• **Aim 1**
Return the stretch of the passage on Montenegro from "The Montenegrin president added" through "to help them.", copied word for word.

***** Passage *****

The Montenegrin president added that there are two overriding problems facing federal Yugoslavia. The first is that of democracy. No change is possible under Milosevic, and the only hope for saving the federation is for the Serbian opposition to come to power as soon as possible. For its part, Montenegro will do what it can to help them.
The second issue is Kosovo. Djukanovic feels that the international community underestimated the magnitude of the problem, thinking that it was enough to defeat Milosevic militarily and send in NATO troops. As a result, the Montenegrin leader argues, KFOR and the UN were unprepared for dealing with the growing Kosovar Albanian desire for independence. Djukanovic stressed that independence for Kosovo will lead to the creation of a Greater Albania that will include Albania and parts of Montenegro and Macedonia as well as Kosovo. And that will cause as much conflict in the Balkans as did Milosevic's campaign for a Greater Serbia.
Turning to his own record, Djukanovic conceded that "democracy is not perfect" in Montenegro. He argued, however, that even if state television is controlled by his party, there are ample alternatives on the media scene in which others can present their views. The development of democracy, moreover, and that of the economy will go hand in hand.
He further stressed that part of Montenegro's problems with democracy stem from the fact that it remains part of an undemocratic federation. In this vein, he denied that Montenegro played a key role in Milosevic's wars in Croatia and Bosnia. But a member of the audience reminded him that he was Montenegrin prime minister for much of that time, and cannot count on people having "short memories" about this. (Patrick Moore)
Another View Of Montenegro. Djukanovic and his allies have, in fact, largely succeeded in persuading Western governments that they are good democrats who want to bring Montenegro into an open, progressive Europe. The Djukanovic team does not like to recall that he was originally part of the pro-Milosevic network of Momir Bulatovic, or that he is widely regarded as having made big money as a war profiteer.
The Montenegrin president's best known enemies are Milosevic's circle in Belgrade and Bulatovic's allies back home. But a different sort of critical view of Djukanovic comes from Slavko Perovic. He is the long-standing head of the Liberal Alliance of Montenegro and recently gave an interview to RFE/RL's Srdjan Kusovac.

***** Source records *****

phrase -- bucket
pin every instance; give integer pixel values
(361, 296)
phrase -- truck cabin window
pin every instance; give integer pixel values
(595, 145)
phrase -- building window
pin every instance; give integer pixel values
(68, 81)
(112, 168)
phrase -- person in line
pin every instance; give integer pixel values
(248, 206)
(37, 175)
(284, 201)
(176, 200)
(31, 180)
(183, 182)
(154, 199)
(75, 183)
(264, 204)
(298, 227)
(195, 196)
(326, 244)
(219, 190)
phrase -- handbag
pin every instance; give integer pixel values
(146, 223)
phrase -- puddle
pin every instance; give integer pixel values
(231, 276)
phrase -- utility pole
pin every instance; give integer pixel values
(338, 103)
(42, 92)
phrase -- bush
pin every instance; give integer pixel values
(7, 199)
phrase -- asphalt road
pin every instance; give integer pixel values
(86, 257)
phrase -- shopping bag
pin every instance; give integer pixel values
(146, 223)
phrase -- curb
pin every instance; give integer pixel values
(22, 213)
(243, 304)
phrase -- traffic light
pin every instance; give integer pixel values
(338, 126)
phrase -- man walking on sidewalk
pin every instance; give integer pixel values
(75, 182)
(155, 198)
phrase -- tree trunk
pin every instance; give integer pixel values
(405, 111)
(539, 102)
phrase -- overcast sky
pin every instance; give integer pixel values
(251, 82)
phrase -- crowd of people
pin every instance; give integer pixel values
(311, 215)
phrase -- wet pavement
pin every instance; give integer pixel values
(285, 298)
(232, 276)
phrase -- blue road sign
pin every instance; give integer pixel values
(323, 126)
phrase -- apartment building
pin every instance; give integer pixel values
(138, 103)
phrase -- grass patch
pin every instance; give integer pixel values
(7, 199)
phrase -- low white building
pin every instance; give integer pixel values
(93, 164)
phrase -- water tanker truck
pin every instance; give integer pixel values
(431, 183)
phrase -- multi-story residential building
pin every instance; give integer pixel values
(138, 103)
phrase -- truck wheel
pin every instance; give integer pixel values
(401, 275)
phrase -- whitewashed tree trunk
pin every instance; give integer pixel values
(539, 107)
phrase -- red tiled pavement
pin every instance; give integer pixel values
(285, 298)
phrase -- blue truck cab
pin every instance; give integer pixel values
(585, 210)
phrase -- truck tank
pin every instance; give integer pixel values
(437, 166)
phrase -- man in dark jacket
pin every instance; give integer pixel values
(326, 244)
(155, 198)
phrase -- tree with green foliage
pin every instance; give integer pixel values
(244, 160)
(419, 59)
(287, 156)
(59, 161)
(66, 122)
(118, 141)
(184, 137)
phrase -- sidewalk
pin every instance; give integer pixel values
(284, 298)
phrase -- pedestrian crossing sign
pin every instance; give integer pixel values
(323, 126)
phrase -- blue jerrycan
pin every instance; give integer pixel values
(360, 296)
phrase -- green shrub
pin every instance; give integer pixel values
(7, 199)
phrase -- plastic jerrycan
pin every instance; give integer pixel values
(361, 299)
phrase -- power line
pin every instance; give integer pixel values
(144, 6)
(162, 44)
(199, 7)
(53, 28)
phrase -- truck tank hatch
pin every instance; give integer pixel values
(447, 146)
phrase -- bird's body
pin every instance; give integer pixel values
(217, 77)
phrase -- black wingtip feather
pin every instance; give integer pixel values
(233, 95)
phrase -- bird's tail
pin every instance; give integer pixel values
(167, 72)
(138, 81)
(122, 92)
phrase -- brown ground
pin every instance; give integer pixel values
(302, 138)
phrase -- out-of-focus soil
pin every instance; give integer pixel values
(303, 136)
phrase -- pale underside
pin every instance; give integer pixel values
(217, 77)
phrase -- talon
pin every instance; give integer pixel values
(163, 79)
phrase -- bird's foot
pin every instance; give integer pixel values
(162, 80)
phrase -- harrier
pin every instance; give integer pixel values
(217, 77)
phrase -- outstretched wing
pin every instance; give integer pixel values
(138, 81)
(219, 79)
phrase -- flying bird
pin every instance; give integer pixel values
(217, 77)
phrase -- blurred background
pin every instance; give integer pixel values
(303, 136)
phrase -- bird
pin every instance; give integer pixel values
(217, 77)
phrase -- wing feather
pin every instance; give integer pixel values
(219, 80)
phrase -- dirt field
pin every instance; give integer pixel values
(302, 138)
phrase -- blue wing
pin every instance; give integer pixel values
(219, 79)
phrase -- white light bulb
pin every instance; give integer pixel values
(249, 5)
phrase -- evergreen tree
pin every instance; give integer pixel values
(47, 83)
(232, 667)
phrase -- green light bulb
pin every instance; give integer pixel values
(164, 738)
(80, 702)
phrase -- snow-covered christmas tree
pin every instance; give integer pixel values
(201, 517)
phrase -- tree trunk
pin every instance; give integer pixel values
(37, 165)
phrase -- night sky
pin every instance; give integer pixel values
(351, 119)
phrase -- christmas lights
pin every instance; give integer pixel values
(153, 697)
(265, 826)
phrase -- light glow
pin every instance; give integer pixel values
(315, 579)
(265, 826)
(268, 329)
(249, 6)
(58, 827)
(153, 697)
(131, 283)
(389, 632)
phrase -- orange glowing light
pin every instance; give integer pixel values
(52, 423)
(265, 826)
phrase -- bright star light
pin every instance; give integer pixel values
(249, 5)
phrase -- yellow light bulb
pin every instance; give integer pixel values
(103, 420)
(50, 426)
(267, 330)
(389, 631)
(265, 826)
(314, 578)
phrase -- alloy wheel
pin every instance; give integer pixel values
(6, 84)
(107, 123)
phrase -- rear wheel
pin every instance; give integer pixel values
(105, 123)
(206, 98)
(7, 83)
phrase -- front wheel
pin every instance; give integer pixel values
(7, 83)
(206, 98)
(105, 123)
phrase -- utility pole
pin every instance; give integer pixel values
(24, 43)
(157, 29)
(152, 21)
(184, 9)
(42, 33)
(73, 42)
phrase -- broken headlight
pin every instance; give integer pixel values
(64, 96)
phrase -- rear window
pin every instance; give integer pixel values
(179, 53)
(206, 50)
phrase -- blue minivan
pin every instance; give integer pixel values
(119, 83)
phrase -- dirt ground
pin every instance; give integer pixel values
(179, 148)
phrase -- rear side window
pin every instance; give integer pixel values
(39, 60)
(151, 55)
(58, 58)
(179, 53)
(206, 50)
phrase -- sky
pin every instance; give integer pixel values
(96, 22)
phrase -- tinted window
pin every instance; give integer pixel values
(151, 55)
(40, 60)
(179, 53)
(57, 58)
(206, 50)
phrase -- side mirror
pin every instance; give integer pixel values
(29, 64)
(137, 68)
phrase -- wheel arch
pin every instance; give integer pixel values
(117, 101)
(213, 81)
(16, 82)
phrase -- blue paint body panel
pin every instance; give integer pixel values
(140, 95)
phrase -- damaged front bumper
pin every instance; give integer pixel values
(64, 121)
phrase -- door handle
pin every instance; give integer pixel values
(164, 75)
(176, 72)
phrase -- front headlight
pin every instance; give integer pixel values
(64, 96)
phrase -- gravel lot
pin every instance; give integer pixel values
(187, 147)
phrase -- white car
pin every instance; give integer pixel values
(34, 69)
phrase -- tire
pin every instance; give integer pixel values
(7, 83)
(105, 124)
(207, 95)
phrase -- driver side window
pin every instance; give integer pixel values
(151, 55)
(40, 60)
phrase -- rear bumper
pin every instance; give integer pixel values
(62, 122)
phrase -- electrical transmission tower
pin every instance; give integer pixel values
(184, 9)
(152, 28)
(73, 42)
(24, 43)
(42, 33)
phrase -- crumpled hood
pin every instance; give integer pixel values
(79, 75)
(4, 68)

*****

• **Aim 2**
Please list every line in the entries above that contains the string "building", matching case.

• **Full response 1**
The Montenegrin president added that there are two overriding problems facing federal Yugoslavia. The first is that of democracy. No change is possible under Milosevic, and the only hope for saving the federation is for the Serbian opposition to come to power as soon as possible. For its part, Montenegro will do what it can to help them.

• **Full response 2**
phrase -- building window
phrase -- apartment building
phrase -- low white building
phrase -- multi-story residential building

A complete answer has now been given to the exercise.